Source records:
┌──

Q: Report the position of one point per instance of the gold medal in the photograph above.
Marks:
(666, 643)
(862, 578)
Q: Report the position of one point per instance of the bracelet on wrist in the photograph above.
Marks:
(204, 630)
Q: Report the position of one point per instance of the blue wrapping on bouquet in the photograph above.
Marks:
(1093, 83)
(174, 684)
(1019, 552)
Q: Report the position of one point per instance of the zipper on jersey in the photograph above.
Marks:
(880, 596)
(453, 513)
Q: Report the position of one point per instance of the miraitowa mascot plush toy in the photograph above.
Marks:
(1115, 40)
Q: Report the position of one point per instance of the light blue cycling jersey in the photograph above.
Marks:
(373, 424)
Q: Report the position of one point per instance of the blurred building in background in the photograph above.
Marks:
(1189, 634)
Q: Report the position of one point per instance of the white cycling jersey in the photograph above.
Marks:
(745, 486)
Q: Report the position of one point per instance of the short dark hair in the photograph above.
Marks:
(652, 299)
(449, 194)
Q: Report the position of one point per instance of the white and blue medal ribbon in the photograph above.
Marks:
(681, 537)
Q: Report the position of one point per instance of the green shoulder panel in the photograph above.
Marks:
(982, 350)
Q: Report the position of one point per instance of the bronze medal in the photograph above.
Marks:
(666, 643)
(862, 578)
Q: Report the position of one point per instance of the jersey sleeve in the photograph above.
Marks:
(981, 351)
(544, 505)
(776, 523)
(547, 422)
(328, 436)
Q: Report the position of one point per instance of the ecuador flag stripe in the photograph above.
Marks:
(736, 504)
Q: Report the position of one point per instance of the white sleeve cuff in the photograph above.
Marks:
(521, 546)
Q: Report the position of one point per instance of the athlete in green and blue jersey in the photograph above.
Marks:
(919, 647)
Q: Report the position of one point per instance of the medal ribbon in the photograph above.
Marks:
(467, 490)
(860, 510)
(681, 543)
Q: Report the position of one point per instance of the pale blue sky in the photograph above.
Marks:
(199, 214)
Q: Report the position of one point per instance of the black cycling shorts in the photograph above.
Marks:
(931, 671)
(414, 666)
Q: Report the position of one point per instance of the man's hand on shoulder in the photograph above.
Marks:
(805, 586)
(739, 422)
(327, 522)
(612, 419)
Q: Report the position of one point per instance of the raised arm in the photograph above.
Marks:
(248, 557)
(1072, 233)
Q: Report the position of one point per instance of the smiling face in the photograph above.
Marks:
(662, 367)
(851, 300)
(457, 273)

└──

■ **Aim of the task**
Recast the entries above as a JSON list of strings, one string for each line. Leave out blank lines.

■ **Result of the exercise**
[
  "Q: Report the position of one point per instance of the gold medal in the photograph above.",
  "Marks:",
  "(666, 643)",
  "(862, 578)",
  "Q: Report the position of one point per instance of the bracelet on wrist in the photograph above.",
  "Marks:",
  "(204, 630)",
  "Q: Report the position of one point per instance of the blue wrapping on bouquet in the photograph above.",
  "Marks:",
  "(1093, 83)",
  "(174, 684)",
  "(1019, 552)",
  "Q: Report the position of one point per instance of the zipper on jersey in the photograph above.",
  "Marks:",
  "(880, 596)",
  "(453, 513)",
  "Q: Report the position of one point per instance of the miraitowa mascot plush toy in the photograph above.",
  "Marks:",
  "(1115, 40)",
  "Q: Report the position of one point per instance of the light blue cycling jersey in the photograph above.",
  "Marks:",
  "(373, 424)",
  "Q: Report the position of one point per instance of the blurred building in background in the photograph above.",
  "Marks:",
  "(1189, 634)",
  "Q: Report the position of one point per instance of the white cycling jersey in the photograph above.",
  "Marks:",
  "(745, 486)",
  "Q: Report the position of one point per instance of the short dark hair in the photograph above.",
  "Marks:",
  "(652, 299)",
  "(449, 194)",
  "Q: Report the position of one point per instance of the white and blue medal ribbon in the photograph above.",
  "Marks:",
  "(681, 537)",
  "Q: Report the position of one point per instance of the green shoulder panel in the photograph above.",
  "Marks:",
  "(982, 350)",
  "Q: Report the position of one point per instance of the bronze medal in the photograph above.",
  "Marks:",
  "(666, 643)",
  "(862, 578)",
  "Q: Report the position of one point per instance of the jersey sleeve in the photograph above.",
  "Marks:",
  "(981, 351)",
  "(544, 505)",
  "(776, 523)",
  "(547, 422)",
  "(328, 436)",
  "Q: Report the position of one point per instance of the ecuador flag stripe in the photograph above.",
  "Marks:",
  "(736, 504)",
  "Q: Report the position of one point per instance of the white sleeve cuff in the photograph above.",
  "Marks:",
  "(521, 546)",
  "Q: Report the position of one point per instance of the athlete in green and blue jersey in the photograph above.",
  "Marks:",
  "(919, 647)",
  "Q: Report the position of one point per instance of the medal ribbon in the photograph above.",
  "Marks:",
  "(467, 490)",
  "(860, 510)",
  "(681, 543)",
  "Q: Report the position of one point per instance of the pale blue sky in the photograph above.",
  "Marks:",
  "(199, 214)",
  "Q: Report the position of one point per instance of the black cycling shorts in the photograph above.",
  "Marks:",
  "(931, 671)",
  "(414, 666)",
  "Q: Report the position of one point per instance of the man's hand on shoulder in the photograph above.",
  "Marks:",
  "(805, 586)",
  "(739, 422)",
  "(327, 522)",
  "(612, 419)",
  "Q: Report the position of one point per instance of the raised arm in the photograph above.",
  "Marks:",
  "(248, 557)",
  "(1072, 233)",
  "Q: Report the position of one point per instance of the smiling face in the photograph above.",
  "Marks:",
  "(662, 367)",
  "(851, 300)",
  "(457, 273)"
]